— Begin Source excerpt —

Remove duplicates from array in linear time and without extra arrays

Question

We have an array and it is unsorted. We know the range is [0,n].

We want to remove duplicates but we cannot use extra arrays and it must run in linear time.

Any ideas? Just to clarify, this is not for homework!

Answer 1

If the integers are limited 0 to n, you can move through the array, placing numbers by their indices. Every time you replace a number, take the value that used to be there and move it to where it should be. For instance, let's say we have an array of size 8:

-----------------
|3|6|3|4|5|1|7|7|
-----------------
 S

Where S is our starting point, and we'll use C to keep track of our "current" index below. We start with index 0, and move 3 to the 3 index spot, where 4 is. Save 4 in a temp var.

-----------------
|X|6|3|3|5|1|7|7|   Saved 4 
-----------------  
 S     C

We then put 4 in the index 4, saving what used to be there, 5.

-----------------
|X|6|3|3|4|1|7|7|   Saved 5
-----------------
 S       C

Keep going

-----------------
|X|6|3|3|4|5|7|7|   Saved 1
-----------------
 S         C

-----------------
|X|1|3|3|4|5|7|7|   Saved 6
-----------------
 S C

-----------------
|X|1|3|3|4|5|6|7|   Saved 7    
-----------------
 S           C 

When we try to replace 7, we see a conflict, so we simply don't place it. We then continue from the starting index S, increment it by 1:

-----------------
|X|1|3|3|4|5|6|7| 
-----------------  
   S           

1 is fine here, 3 needs to move

-----------------
|X|1|X|3|4|5|6|7|
-----------------
     S

But 3 is a duplicate, so we throw it away and keep iterating through the rest of the array.

— End Source excerpt —

## Task list
1 – Answer these questions about the duplicate-removal thread above, one answer per line, marked like the questions.
(a) What range does the asker give for the values in the array?
(b) In Answer 1, which value is saved in the temp var right after 3 is moved to index 3?
(c) According to Answer 1, what is done with the 3 found to be a duplicate?
2 – Write the next part of the thread on removing array duplicates, starting right after its last sentence.

— Begin Record set —

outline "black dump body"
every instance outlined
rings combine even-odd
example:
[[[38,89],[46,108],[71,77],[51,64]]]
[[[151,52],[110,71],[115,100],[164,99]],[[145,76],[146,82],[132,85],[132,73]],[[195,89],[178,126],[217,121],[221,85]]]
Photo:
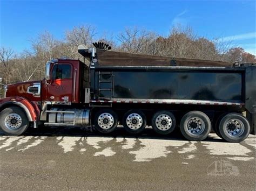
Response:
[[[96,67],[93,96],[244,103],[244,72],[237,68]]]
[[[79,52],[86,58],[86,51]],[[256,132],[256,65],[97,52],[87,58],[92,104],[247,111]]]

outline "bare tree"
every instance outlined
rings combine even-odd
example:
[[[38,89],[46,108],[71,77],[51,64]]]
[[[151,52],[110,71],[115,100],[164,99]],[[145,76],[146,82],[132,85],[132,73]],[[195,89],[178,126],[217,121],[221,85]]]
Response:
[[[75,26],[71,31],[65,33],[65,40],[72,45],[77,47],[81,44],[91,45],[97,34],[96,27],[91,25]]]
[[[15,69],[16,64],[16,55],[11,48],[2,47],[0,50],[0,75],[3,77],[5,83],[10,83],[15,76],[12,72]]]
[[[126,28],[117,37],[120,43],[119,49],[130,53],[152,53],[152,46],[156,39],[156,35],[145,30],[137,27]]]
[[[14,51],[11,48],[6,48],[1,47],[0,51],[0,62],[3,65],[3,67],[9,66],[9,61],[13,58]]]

— End Record set —
— Begin Record set —

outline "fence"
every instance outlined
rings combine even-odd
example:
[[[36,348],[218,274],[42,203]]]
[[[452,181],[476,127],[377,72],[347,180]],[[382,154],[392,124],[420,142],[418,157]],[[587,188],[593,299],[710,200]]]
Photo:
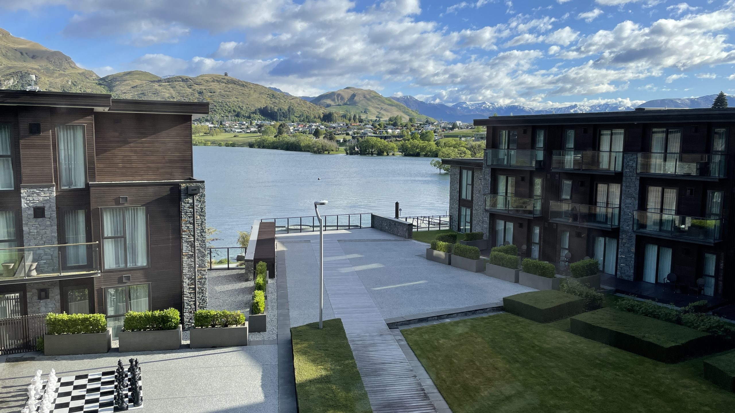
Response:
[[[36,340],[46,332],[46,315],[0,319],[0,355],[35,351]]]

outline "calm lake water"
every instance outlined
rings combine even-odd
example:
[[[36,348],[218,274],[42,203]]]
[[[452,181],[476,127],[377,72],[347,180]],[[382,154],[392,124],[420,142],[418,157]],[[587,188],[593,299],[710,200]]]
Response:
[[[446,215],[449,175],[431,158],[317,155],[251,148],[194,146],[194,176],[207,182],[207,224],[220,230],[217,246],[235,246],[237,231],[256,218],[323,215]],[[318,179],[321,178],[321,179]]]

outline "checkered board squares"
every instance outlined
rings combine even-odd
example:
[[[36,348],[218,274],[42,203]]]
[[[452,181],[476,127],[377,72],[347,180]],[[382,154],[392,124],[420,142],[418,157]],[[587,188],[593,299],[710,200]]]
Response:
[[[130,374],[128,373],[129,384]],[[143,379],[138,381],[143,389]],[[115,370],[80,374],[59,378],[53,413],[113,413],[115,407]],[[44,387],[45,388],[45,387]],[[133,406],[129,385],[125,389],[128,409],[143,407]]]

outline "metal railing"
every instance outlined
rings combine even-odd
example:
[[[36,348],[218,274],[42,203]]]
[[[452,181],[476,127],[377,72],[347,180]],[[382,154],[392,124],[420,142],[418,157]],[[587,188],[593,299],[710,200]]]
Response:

— End Record set —

## Task-by-task answers
1 –
(a) [0,n]
(b) 4
(c) It is thrown away.

2 –
So basically, we move each entry at most 1 time, and iterate through the entire array. That's O(2n) = O(n)

Answer 2

    void printRepeating(int arr[], int size)
{
  int i;
  printf("The repeating elements are: \n");
  for(i = 0; i < size; i++)
  {
    if(arr[abs(arr[i])] >= 0)
      arr[abs(arr[i])] = -arr[abs(arr[i])];
    else
      printf(" %d ", abs(arr[i]));
  }
}

Answer 3

Assume int a[n] is an array of integers in the range [0,n-1]. Note that this differs slightly from the stated problem, but I make this assumption to make clear how the algorithm works. The algorithm can be patched up to work for integers in the range [0,n].

for (int i=0; i<n; i++)
{
    if (a[i] != i)
    {
         j = a[i];
         k = a[j];
         a[j] = j;  // Swap a[j] and a[i]
         a[i] = k;
     }
 }

 for (int i=0; i<n; i++)
 {
     if (a[i] == i)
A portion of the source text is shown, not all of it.